GOAL: Copy out, line for line, the part of the listing below that begins with the line containing "in blue campaign" and ends with the line containing "[39,43,60,57]", including both of those lines.

SUPPLIED RECORDS:
◆ ◆ ◆ ◆ ◆ ◆ ◆

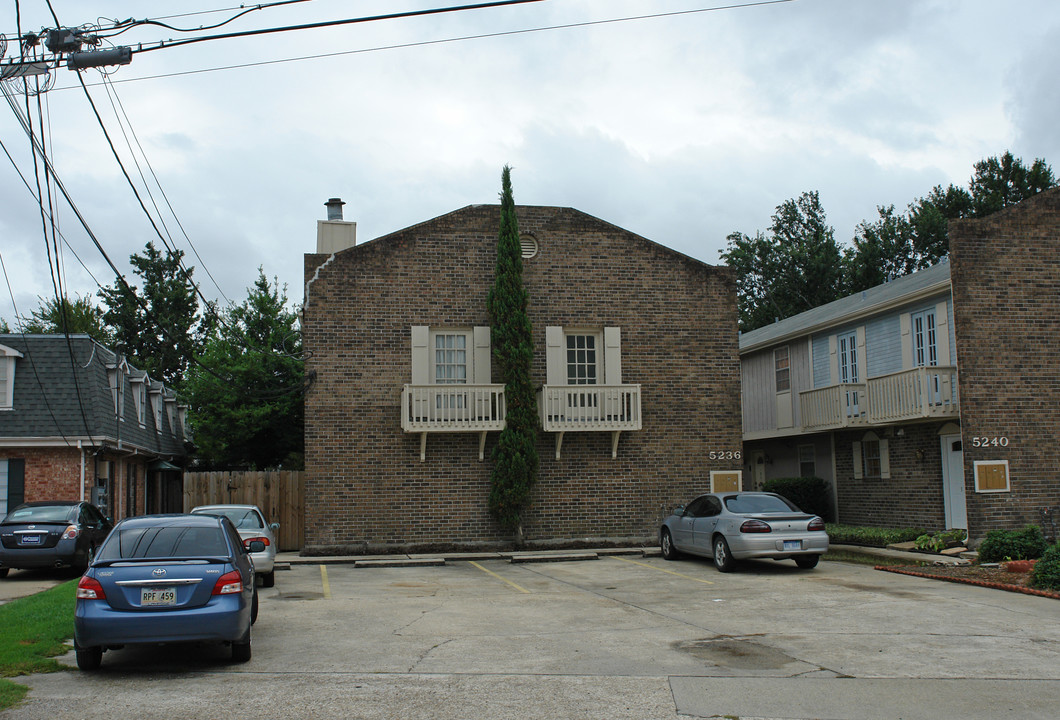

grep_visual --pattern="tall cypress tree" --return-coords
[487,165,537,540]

◆ ◆ ◆ ◆ ◆ ◆ ◆

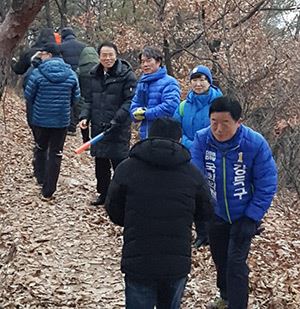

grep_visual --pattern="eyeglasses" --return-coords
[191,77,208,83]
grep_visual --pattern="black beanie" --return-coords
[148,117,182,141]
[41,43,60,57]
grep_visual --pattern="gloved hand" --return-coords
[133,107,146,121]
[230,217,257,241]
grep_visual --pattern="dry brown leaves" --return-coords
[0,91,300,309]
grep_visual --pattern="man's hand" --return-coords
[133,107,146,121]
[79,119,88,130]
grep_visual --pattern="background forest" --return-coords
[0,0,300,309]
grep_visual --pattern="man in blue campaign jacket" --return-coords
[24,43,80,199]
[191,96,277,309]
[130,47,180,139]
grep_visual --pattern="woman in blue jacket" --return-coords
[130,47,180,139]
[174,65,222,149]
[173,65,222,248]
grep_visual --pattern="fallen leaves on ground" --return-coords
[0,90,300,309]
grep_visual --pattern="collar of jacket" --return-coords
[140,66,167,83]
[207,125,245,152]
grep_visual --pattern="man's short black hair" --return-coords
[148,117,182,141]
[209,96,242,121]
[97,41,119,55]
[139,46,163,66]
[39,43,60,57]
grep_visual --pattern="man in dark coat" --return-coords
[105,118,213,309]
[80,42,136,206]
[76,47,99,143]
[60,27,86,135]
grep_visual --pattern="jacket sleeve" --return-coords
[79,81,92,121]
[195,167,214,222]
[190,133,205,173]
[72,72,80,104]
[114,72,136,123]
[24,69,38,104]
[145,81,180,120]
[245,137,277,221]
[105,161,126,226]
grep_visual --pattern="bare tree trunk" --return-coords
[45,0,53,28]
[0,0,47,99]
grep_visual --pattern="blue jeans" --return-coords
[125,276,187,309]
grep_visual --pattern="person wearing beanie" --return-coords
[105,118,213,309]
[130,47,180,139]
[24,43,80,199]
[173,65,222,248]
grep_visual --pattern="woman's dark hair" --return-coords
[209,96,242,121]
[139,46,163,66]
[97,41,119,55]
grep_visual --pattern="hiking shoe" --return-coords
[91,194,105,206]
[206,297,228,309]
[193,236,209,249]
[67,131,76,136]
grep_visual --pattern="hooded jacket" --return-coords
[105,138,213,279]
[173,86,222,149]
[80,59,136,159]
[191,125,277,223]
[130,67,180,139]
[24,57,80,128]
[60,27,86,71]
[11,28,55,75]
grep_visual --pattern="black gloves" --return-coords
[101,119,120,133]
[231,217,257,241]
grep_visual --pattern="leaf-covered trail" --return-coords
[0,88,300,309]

◆ ◆ ◆ ◆ ◆ ◆ ◆

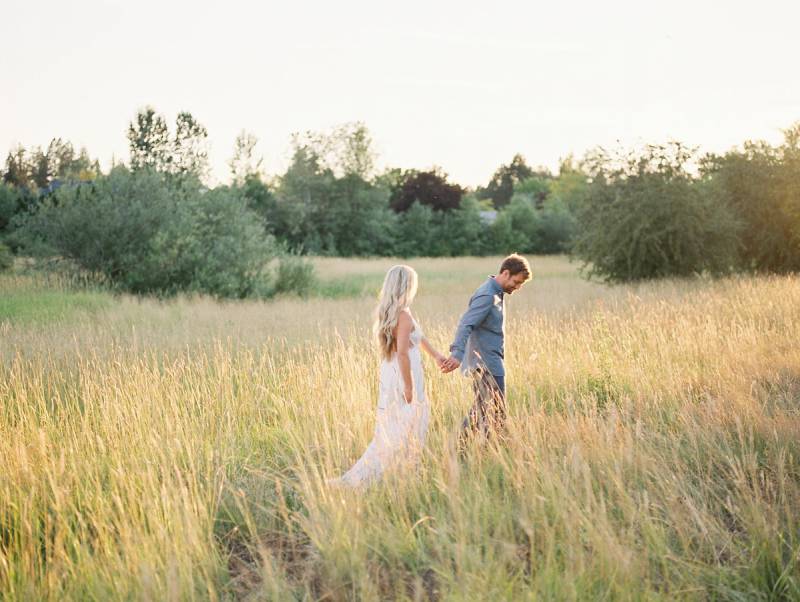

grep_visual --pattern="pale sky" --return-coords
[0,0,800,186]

◆ ◆ ◆ ◆ ◆ ◆ ◆

SOLUTION FOR THIS TASK:
grep_visual --pattern="man in blue campaign jacket" --return-coords
[24,43,80,199]
[191,96,277,309]
[130,47,180,139]
grep_visual --pattern="woman in blue jacket" --return-coords
[130,47,180,139]
[174,65,222,149]
[173,65,222,248]
grep_visual --pattern="fallen leaves on ground" --return-coords
[0,90,300,309]
grep_visual --pattern="collar of jacket" --return-coords
[140,66,167,83]
[207,125,245,152]
grep_visual --pattern="man's short black hair" --return-coords
[148,117,182,141]
[209,96,242,121]
[97,41,119,55]
[139,46,163,66]
[39,43,60,57]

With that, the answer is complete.